Consigne donnée A:
D'après l'extrait, qu'est-ce qui détermine la place de chacun à table dans la marine ?
------------
Dans la marine, où, comme chacun sait tout est délicieusement excessif, la position à table est régie par le grade et l’ancienneté dans le grade. Ce qui oblige le maître d’hôtel à faire trente fois le tour de la table et explique subsidiairement la relative maigreur des plus jeunes qui n’ont parfois que le fumet du plat quand les anciens ont déjà terminé leur assiette. Car il est un adage commun à toutes les armes : moins on en fait, plus le temps presse.

Mais on s’éloigne du sujet, car pseudo ou pas, mon cher camarade, les plumitifs patentés de l’ADEFDROMIL ont toujours été bien connus des autorités. A l’opposé de votre interprétation étriquée, le pseudo reste une sorte de délicate pudeur à destination des lecteurs, ce qui, je vous le concède, est « invisible pour les yeux ».
------------
Consigne donnée B:
Recopiez à l'identique les lignes des enregistrements ci-dessous : commencez à la ligne qui contient « Could you mark the rock » et allez jusqu'à la fin des enregistrements, ces deux limites comprises.
------------
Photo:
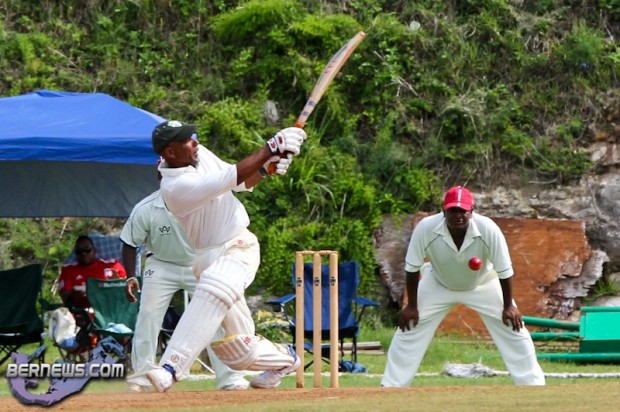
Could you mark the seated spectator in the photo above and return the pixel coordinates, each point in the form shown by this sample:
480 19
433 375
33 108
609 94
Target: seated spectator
72 283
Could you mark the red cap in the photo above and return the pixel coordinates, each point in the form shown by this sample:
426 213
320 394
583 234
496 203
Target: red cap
458 197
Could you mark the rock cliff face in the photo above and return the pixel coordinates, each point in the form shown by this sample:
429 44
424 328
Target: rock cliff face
554 267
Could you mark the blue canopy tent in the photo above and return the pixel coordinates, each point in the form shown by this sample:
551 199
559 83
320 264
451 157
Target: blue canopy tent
74 154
------------
Corrigé A:
Le grade et l'ancienneté dans le grade.

Corrigé B:
Could you mark the rock cliff face in the photo above and return the pixel coordinates, each point in the form shown by this sample:
429 44
424 328
Target: rock cliff face
554 267
Could you mark the blue canopy tent in the photo above and return the pixel coordinates, each point in the form shown by this sample:
551 199
559 83
320 264
451 157
Target: blue canopy tent
74 154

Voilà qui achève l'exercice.